• **Reading text**:
---

Ellis v. U.S. Sec. Assocs.
Employment agreements between parties that attempts to change, fix, or otherwise amend the California statute of limitations for bringing employment based sexual harassment claims is not legally cognizable or recognized by the Courts.
A recent decision puts to rest the issue of whether employment agreements between parties, specifically employers and employees, can effectuate a time modification to California’s statute of limitations for bringing employment based sexual harassment claims. In the case of Ellis v. U.S. Sec. Assocs., 224 Cal. App. 4th 1213, 169 Cal. Rptr. 3d 752 (2014), the employer required all of its employees as part of the employment application, to agree to a six-month statute of limitations for any and all employment related legal claims, including issues related to sexual harassment, discrimination, and other employment issues. Typically, employees as part of the employment application process for this particular employer, had no choice but to sign and agree to the statute of limitation language, as a condition precedent to obtain employment.
In this case, the employee Ellis asserted sexual harassment claims against the employer, specifically a manager that has made sexually offensive comments to her, and to which the manager was eventually terminated. The employee Ellis eventually received after failing to receive a promised salary, and then proceeded to file such sexual harassment claims six months after her employment separation to which the trial court, in recognizing the contractual language of the employment application regarding a six-month statute of limitation, dismissed the employee’s sexual harassment claims as being time-barred.The Appeal
On appeal, the California Court of Appeals reversed the trial court determination, finding that it was against public policy and completely unreasonable, for employers to insist that employees as part of an employment application, agree to a short statute of limitation for specific legal claims, including sexual harassment, when California state law allowed for a much more protective, liberal, and longer period of time for such claims. For instance, the California Court of Appeals referenced the State’s Fair Housing and Employment Act (“FEHA”) which allows for a one year statute of limitation for sexual harassment claims against an employer. Specifically, the Court of Appeals reasoned that it was the intent of the legislature in effectuating FEHA, that individuals be afforded certain employment based protections, which includes the ability to file an administrative complaint or a lawsuit, as a result of adverse actions by employers, including instances of sexual harassment.

---

• **Extracted information**:
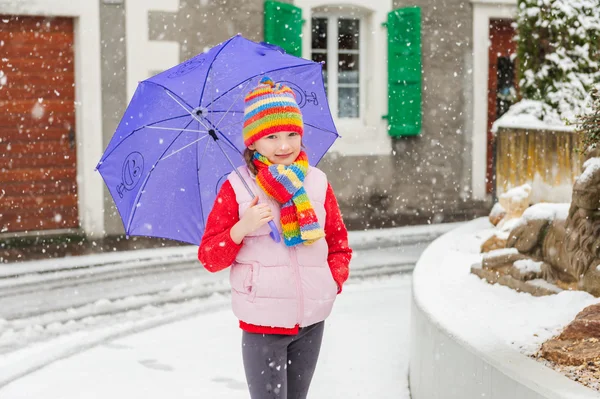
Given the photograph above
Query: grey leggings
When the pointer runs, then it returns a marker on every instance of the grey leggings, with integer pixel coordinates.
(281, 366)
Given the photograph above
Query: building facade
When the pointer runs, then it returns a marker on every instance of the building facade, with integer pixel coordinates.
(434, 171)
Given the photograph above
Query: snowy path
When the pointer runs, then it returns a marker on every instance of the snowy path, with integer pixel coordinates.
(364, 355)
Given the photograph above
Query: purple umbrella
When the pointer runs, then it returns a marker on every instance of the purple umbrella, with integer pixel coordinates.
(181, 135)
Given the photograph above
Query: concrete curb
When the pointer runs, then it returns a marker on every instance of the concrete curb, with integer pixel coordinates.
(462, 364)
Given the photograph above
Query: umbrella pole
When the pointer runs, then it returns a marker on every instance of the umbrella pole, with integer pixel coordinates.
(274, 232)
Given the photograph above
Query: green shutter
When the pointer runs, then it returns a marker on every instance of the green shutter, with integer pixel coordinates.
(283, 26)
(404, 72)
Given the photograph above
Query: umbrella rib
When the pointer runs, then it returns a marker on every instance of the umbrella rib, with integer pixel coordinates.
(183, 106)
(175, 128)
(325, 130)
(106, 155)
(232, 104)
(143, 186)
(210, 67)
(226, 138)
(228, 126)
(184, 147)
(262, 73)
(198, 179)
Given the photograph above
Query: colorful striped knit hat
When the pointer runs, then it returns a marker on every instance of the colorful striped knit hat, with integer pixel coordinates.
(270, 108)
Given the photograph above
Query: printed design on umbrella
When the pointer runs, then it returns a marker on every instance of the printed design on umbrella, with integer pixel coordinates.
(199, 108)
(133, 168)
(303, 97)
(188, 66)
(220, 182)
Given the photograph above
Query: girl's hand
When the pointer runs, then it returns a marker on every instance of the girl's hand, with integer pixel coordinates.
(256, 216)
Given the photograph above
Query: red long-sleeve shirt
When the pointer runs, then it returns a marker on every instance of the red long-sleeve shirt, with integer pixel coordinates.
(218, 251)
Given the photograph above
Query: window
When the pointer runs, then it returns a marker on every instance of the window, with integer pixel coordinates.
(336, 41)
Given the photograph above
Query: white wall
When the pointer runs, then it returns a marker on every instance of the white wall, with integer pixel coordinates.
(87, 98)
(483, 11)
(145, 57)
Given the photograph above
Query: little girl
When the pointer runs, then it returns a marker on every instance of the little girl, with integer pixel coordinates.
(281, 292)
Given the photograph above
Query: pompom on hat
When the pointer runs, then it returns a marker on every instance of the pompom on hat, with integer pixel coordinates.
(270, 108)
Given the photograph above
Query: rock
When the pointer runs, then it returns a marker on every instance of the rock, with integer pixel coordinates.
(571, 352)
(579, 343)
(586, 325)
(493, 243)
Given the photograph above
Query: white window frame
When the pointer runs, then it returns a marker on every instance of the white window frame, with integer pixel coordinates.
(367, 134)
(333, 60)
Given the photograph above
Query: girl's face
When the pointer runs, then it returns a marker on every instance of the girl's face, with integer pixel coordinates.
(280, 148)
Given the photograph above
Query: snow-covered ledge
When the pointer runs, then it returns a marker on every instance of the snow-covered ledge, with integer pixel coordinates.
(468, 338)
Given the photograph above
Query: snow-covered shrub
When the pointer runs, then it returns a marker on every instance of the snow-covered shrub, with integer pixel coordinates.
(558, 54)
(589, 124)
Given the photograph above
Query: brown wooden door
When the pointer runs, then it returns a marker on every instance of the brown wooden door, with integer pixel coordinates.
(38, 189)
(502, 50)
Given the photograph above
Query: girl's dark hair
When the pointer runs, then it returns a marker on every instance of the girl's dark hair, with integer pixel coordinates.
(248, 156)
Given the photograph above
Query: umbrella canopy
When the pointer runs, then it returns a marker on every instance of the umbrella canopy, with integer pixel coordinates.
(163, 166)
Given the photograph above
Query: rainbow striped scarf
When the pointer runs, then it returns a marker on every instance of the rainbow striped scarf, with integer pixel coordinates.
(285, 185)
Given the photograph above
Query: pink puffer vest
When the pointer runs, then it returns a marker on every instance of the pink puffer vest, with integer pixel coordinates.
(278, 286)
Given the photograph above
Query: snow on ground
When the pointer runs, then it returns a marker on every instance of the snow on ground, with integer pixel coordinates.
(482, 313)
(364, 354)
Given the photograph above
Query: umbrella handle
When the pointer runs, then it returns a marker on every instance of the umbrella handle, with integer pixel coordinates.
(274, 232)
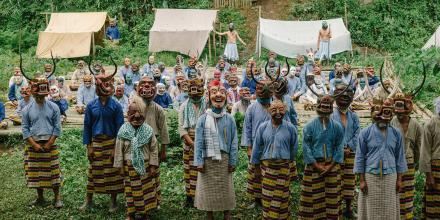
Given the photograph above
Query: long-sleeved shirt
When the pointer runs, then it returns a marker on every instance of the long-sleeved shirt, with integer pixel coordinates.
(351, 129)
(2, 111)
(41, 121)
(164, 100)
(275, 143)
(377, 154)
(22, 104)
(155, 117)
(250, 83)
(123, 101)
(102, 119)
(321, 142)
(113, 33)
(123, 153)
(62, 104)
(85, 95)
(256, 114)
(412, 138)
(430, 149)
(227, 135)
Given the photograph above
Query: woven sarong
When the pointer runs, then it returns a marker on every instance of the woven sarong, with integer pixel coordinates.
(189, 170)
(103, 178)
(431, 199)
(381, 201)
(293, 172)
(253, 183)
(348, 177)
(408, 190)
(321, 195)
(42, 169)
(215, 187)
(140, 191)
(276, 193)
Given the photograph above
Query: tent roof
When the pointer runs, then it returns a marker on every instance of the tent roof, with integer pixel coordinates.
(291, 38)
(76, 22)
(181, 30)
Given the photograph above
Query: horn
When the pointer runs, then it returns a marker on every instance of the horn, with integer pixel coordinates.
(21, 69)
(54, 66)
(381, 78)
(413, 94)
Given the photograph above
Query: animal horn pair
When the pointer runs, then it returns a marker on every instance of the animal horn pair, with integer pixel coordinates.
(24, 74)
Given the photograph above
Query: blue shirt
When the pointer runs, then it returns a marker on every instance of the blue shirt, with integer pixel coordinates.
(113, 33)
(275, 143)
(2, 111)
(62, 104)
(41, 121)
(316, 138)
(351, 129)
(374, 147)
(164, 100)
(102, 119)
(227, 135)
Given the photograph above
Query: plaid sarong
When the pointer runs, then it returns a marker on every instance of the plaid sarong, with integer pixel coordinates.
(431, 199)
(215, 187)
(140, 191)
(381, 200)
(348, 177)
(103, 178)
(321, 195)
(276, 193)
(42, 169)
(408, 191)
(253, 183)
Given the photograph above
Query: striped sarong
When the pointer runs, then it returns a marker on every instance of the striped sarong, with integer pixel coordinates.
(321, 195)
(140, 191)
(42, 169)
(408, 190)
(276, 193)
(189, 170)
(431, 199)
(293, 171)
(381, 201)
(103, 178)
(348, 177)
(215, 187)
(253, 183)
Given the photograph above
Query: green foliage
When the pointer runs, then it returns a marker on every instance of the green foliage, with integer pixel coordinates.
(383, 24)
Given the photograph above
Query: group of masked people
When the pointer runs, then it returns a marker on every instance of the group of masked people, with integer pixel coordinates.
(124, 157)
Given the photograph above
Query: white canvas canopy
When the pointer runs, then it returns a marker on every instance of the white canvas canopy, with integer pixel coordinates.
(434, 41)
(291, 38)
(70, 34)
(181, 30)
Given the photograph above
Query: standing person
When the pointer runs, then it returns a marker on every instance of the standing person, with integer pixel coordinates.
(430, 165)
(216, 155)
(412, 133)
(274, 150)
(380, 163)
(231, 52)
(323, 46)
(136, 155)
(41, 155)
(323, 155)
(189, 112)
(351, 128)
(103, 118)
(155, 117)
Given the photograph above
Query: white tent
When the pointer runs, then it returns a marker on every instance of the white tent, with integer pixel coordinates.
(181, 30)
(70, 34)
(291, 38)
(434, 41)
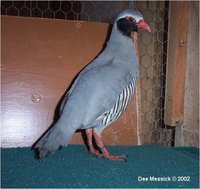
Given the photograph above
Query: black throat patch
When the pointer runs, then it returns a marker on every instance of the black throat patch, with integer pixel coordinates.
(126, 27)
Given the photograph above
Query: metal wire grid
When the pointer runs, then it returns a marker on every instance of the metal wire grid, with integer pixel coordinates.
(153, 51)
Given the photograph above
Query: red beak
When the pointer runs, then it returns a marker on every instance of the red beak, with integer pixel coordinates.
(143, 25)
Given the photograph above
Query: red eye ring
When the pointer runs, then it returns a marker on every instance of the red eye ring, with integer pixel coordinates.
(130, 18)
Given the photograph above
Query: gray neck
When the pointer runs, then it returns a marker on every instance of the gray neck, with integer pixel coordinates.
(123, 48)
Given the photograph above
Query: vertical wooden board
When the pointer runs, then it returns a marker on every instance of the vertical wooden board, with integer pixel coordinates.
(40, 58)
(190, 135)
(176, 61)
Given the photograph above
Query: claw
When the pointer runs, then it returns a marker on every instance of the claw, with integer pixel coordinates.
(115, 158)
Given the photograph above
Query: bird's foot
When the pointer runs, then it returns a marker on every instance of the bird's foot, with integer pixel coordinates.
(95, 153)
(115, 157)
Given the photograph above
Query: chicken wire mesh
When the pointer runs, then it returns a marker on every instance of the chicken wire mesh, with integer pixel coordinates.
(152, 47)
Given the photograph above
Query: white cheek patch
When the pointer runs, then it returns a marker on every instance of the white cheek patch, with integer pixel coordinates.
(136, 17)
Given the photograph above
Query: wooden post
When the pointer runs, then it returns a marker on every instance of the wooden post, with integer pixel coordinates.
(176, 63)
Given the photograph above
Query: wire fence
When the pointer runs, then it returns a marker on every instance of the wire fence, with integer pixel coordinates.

---

• **Challenges**:
1/ Write out the passage of the Ellis v. U.S. Sec. Assocs. text that runs from "A recent decision" up to and including "to obtain employment.".
2/ In the Ellis v. U.S. Sec. Assocs. text, how long a statute of limitations does FEHA allow for sexual harassment claims against an employer?

• **Exercise responses**:
1/
A recent decision puts to rest the issue of whether employment agreements between parties, specifically employers and employees, can effectuate a time modification to California’s statute of limitations for bringing employment based sexual harassment claims. In the case of Ellis v. U.S. Sec. Assocs., 224 Cal. App. 4th 1213, 169 Cal. Rptr. 3d 752 (2014), the employer required all of its employees as part of the employment application, to agree to a six-month statute of limitations for any and all employment related legal claims, including issues related to sexual harassment, discrimination, and other employment issues. Typically, employees as part of the employment application process for this particular employer, had no choice but to sign and agree to the statute of limitation language, as a condition precedent to obtain employment.

2/ One year.